• _INSTRUCTION 1_
In two sentences, summarize the forum thread about identifying the Bf 109 photos.
** BEGIN QUOTED TEXT **
# pics ID help bf109G-10 or G-14/AS



## phoenix7187 (Mar 15, 2008)

I have other pics for the croation mechine "black 4" but this one seems the best. 







This 109 "white 44" is the only pic I could find and it's no very helpfull. IF any of you have front view of this it might clear things up.






I have several questions for the bf109 nuts lurking about. 

1. is there any proof that G-14/AS were equipted with a extended tail wheels of the K-4's? IF no 44 is a G-10. this is my guess

2. I know that depending on point of manfacture and power plant installed a late G-14/AS and a early erla build G-10's may indeed be the same mechine and impossible to visually tell the two apart. this lead to question #3

3. does anyone for sure how to tell a non erla built D or DM powered G-10 from a late G-14/AS. Buldges under the cowling seem to be the same on both to me unless I'm missing something? 

From the Info I have both of these mechines are G-10's. But now a source I trust has now labled them both G-14/AS. In a nut shell I'm trying to double check myself, and at the same time try to learn a better way (if there is one) to tell these two apart. 
Thanks Stan


----------



## ccheese (Mar 15, 2008)

I donno... but you can bet your last peso, Erich or Wurger will have something
to add to this.... Good pic's, BTW.
** END QUOTED TEXT **
** BEGIN DATA ENTRIES **
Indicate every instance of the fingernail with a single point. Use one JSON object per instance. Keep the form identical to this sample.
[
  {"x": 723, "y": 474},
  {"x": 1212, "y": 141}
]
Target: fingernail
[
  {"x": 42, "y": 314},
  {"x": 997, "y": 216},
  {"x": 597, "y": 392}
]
** END DATA ENTRIES **
• _INSTRUCTION 2_
Swap "fingernail" for "knuckle" everywhere in the listing, and write out the whole listing again with nothing else changed.

• _EXERCISE SOLUTION 1_
A poster shares photos of two Bf 109 aircraft, the Croatian "black 4" and "white 44," and asks whether any G-14/AS had the extended K-4 tail wheel and how to tell a non-Erla D or DM powered G-10 from a late G-14/AS. The poster's information says both are G-10s, but a trusted source labels them G-14/AS, and a reply predicts that other members will have something to add.

• _EXERCISE SOLUTION 2_
Indicate every instance of the knuckle with a single point. Use one JSON object per instance. Keep the form identical to this sample.
[
  {"x": 723, "y": 474},
  {"x": 1212, "y": 141}
]
Target: knuckle
[
  {"x": 42, "y": 314},
  {"x": 997, "y": 216},
  {"x": 597, "y": 392}
]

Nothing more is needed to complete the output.